• [Your task]: Which lines in the records below contain the word "rabbit"? Copy each one.

[Text-to-region grounding data]
::::

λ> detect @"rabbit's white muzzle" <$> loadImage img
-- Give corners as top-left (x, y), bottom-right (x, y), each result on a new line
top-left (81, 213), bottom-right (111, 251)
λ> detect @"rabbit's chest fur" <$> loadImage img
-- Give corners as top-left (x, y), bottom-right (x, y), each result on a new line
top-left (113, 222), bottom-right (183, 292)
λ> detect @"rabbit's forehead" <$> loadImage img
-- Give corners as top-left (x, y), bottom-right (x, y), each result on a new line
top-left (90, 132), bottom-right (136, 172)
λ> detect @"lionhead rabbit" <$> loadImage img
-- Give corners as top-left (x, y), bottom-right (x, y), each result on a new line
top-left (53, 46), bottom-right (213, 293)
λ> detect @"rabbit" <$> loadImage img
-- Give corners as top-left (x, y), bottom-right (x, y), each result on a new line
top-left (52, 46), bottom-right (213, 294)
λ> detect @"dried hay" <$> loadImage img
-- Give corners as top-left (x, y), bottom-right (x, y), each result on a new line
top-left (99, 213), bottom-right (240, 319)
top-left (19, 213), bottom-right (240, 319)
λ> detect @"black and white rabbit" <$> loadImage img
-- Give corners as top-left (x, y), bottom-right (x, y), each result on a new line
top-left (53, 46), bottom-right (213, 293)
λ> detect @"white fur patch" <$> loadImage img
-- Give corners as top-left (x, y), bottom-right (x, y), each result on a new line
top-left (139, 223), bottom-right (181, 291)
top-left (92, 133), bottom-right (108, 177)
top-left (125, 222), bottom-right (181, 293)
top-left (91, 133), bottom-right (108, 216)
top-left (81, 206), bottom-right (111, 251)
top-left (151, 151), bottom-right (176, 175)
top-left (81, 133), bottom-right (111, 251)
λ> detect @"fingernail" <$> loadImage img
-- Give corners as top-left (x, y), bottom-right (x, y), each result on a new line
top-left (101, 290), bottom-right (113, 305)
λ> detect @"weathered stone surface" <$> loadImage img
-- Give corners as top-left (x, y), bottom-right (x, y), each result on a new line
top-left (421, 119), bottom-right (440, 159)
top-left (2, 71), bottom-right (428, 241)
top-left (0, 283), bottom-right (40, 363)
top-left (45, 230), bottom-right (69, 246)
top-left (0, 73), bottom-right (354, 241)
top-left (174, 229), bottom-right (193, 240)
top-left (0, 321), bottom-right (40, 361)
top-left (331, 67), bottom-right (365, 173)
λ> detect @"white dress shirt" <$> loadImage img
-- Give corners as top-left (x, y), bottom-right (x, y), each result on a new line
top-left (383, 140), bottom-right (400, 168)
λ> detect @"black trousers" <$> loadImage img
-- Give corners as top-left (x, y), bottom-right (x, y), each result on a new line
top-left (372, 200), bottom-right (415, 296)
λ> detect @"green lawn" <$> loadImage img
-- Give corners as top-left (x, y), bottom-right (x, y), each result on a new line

::::

• [Response to the exercise]:
λ> detect @"rabbit's white muzzle" <$> loadImage img
λ> detect @"rabbit's chest fur" <$> loadImage img
λ> detect @"rabbit's forehead" <$> loadImage img
λ> detect @"lionhead rabbit" <$> loadImage img
λ> detect @"rabbit" <$> loadImage img
λ> detect @"black and white rabbit" <$> loadImage img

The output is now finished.